### WHAT THIS TASK INVOLVES
Rewrite all the lines in the entries below as a single numbered list, and omit any blank lines.

### TASK INPUT
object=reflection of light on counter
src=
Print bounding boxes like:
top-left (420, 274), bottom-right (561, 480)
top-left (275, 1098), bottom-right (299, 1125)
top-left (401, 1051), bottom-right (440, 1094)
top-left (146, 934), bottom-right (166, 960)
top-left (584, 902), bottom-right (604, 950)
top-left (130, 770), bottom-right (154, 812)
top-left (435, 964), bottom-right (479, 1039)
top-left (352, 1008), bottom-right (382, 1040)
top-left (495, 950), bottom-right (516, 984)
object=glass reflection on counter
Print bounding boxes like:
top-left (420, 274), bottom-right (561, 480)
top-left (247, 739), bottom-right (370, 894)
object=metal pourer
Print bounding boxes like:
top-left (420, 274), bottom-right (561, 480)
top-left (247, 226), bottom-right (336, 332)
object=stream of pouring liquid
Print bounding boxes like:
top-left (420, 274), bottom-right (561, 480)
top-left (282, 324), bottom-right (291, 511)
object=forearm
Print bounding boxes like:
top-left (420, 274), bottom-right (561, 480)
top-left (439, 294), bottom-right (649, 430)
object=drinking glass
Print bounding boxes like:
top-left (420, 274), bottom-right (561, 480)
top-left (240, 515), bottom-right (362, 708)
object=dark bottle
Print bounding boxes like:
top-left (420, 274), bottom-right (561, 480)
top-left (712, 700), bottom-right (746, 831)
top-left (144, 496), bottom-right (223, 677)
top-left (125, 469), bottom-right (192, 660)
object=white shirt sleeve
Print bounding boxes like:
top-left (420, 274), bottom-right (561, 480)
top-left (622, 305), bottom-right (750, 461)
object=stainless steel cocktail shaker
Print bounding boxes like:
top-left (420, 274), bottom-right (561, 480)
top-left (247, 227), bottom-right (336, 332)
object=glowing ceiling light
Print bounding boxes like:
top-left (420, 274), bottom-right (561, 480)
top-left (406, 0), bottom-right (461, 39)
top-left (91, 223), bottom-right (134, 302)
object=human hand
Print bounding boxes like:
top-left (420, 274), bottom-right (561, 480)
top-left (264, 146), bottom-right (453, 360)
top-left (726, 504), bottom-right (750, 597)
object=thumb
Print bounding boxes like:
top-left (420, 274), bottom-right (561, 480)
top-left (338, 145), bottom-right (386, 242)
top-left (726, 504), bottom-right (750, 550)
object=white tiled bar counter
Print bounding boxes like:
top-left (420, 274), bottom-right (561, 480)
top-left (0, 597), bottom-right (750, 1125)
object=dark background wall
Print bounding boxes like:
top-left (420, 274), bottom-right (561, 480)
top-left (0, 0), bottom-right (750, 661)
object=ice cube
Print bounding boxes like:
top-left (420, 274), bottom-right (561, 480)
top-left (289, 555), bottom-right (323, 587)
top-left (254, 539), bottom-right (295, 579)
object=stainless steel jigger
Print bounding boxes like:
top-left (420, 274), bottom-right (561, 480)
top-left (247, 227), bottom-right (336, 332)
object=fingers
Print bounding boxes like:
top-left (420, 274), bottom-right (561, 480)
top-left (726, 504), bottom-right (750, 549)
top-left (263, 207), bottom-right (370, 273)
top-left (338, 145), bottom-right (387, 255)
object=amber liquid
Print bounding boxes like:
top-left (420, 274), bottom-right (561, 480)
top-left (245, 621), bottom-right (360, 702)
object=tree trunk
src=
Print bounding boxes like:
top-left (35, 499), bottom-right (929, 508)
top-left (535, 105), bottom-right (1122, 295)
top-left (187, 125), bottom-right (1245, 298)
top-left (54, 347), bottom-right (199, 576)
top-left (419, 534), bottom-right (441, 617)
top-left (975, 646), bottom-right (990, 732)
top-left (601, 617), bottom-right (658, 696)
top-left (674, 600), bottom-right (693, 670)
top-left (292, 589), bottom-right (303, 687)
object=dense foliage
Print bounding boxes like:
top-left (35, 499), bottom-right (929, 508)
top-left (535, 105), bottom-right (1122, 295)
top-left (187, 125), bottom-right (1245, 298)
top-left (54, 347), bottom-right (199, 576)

### WRITTEN REPLY
1. object=reflection of light on counter
2. src=
3. Print bounding boxes like:
4. top-left (420, 274), bottom-right (561, 480)
5. top-left (275, 1098), bottom-right (299, 1125)
6. top-left (401, 1051), bottom-right (440, 1094)
7. top-left (146, 934), bottom-right (166, 960)
8. top-left (584, 902), bottom-right (604, 950)
9. top-left (130, 770), bottom-right (154, 812)
10. top-left (435, 964), bottom-right (479, 1039)
11. top-left (352, 1008), bottom-right (382, 1040)
12. top-left (495, 950), bottom-right (516, 984)
13. object=glass reflection on counter
14. Print bounding boxes like:
15. top-left (420, 274), bottom-right (561, 480)
16. top-left (247, 739), bottom-right (370, 894)
17. object=metal pourer
18. Print bounding boxes like:
19. top-left (420, 274), bottom-right (561, 480)
20. top-left (247, 226), bottom-right (336, 332)
21. object=stream of pouring liquid
22. Print bounding boxes like:
23. top-left (420, 274), bottom-right (561, 480)
24. top-left (282, 324), bottom-right (291, 511)
25. object=forearm
26. Print bounding boxes like:
27. top-left (420, 274), bottom-right (561, 480)
28. top-left (439, 294), bottom-right (649, 430)
29. object=drinking glass
30. Print bounding boxes like:
31. top-left (420, 274), bottom-right (561, 480)
32. top-left (240, 515), bottom-right (362, 708)
33. object=dark bottle
34. Print bounding boxes like:
35. top-left (420, 274), bottom-right (561, 480)
36. top-left (712, 700), bottom-right (746, 831)
37. top-left (144, 496), bottom-right (223, 677)
38. top-left (125, 469), bottom-right (192, 660)
39. object=white shirt sleeve
40. Print bounding boxes like:
41. top-left (420, 274), bottom-right (561, 480)
42. top-left (622, 305), bottom-right (750, 461)
43. object=stainless steel cocktail shaker
44. Print bounding boxes like:
45. top-left (420, 274), bottom-right (561, 480)
46. top-left (247, 227), bottom-right (336, 332)
47. object=glowing ceiling light
48. Print bounding boxes like:
49. top-left (420, 274), bottom-right (561, 480)
50. top-left (406, 0), bottom-right (461, 39)
51. top-left (91, 223), bottom-right (134, 302)
52. object=human hand
53. Print bounding boxes like:
54. top-left (420, 274), bottom-right (561, 480)
55. top-left (264, 146), bottom-right (453, 360)
56. top-left (726, 504), bottom-right (750, 597)
57. object=thumb
58. Print bounding boxes like:
59. top-left (420, 274), bottom-right (561, 480)
60. top-left (338, 145), bottom-right (386, 242)
61. top-left (726, 504), bottom-right (750, 550)
62. object=white tiled bar counter
63. Print bounding boxes like:
64. top-left (420, 274), bottom-right (561, 480)
65. top-left (0, 597), bottom-right (750, 1125)
66. object=dark background wall
67. Print bounding boxes like:
68. top-left (420, 274), bottom-right (561, 480)
69. top-left (0, 0), bottom-right (750, 661)
70. object=ice cube
71. Print bounding boxes like:
72. top-left (420, 274), bottom-right (561, 480)
73. top-left (289, 555), bottom-right (323, 587)
74. top-left (254, 539), bottom-right (295, 579)
75. object=stainless steel jigger
76. Print bounding boxes like:
77. top-left (420, 274), bottom-right (561, 480)
78. top-left (247, 227), bottom-right (336, 332)
79. object=fingers
80. Print bounding boxes like:
81. top-left (420, 274), bottom-right (561, 480)
82. top-left (726, 504), bottom-right (750, 549)
83. top-left (263, 207), bottom-right (370, 273)
84. top-left (338, 145), bottom-right (387, 255)
85. object=amber liquid
86. Print bounding boxes like:
87. top-left (420, 274), bottom-right (561, 480)
88. top-left (245, 621), bottom-right (360, 702)
89. object=tree trunk
90. src=
91. Print bounding boxes like:
92. top-left (35, 499), bottom-right (929, 508)
93. top-left (535, 105), bottom-right (1122, 295)
94. top-left (187, 125), bottom-right (1245, 298)
95. top-left (54, 347), bottom-right (199, 576)
96. top-left (419, 534), bottom-right (441, 617)
97. top-left (975, 646), bottom-right (990, 732)
98. top-left (601, 617), bottom-right (658, 696)
99. top-left (674, 600), bottom-right (693, 670)
100. top-left (292, 589), bottom-right (303, 687)
101. object=dense foliage
102. Print bounding boxes like:
103. top-left (35, 499), bottom-right (929, 508)
104. top-left (535, 105), bottom-right (1122, 295)
105. top-left (187, 125), bottom-right (1245, 298)
106. top-left (54, 347), bottom-right (199, 576)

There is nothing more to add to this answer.